Collected data entries:

....

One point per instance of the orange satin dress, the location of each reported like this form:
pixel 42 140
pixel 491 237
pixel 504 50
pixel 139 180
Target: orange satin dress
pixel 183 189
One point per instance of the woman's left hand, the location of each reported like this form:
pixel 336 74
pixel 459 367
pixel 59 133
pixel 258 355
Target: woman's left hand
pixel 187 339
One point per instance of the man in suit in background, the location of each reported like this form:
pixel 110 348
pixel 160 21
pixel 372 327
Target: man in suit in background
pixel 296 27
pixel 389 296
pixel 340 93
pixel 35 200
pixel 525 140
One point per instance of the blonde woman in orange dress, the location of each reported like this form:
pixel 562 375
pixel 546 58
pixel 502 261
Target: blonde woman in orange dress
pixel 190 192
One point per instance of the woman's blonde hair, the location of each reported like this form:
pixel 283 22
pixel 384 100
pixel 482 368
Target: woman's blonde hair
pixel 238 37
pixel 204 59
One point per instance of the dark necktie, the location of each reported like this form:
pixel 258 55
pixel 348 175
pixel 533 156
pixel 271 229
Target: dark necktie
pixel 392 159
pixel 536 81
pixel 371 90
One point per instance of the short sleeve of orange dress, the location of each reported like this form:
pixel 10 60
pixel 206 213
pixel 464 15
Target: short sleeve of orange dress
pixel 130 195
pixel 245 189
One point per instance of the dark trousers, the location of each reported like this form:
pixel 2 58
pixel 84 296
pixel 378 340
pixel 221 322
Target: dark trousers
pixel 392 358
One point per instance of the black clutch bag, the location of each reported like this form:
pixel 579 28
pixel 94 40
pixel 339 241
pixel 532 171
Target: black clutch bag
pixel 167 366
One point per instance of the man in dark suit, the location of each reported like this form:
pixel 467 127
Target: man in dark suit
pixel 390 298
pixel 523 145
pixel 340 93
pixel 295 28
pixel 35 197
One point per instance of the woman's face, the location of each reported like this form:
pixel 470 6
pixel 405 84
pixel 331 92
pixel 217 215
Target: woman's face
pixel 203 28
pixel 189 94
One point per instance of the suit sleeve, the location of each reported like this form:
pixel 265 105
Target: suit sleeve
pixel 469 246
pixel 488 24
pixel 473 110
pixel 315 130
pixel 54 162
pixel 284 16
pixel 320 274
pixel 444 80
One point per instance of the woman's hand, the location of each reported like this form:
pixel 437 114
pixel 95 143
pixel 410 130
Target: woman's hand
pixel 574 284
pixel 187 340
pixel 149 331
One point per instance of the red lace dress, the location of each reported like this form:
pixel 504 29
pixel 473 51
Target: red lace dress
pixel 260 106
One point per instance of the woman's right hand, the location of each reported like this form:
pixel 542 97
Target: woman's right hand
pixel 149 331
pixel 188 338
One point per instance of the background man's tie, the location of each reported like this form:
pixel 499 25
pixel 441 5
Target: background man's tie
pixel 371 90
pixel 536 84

....

OBJECTIVE ▸
Set down the lines of the records word for word, starting at the line containing "One point per instance of the short" and continuing down to the line containing "pixel 167 366", both included.

SOLUTION TO THIS TASK ▸
One point per instance of the short sleeve of orange dress, the location of each reported like this form:
pixel 10 60
pixel 206 213
pixel 464 15
Target: short sleeve of orange dress
pixel 130 195
pixel 245 189
One point per instance of the dark trousers, the location of each reported like this form:
pixel 2 58
pixel 84 296
pixel 378 340
pixel 221 322
Target: dark trousers
pixel 392 358
One point per instance of the black clutch bag, the location of each reported like this form:
pixel 579 28
pixel 94 40
pixel 339 241
pixel 532 171
Target: black clutch bag
pixel 167 366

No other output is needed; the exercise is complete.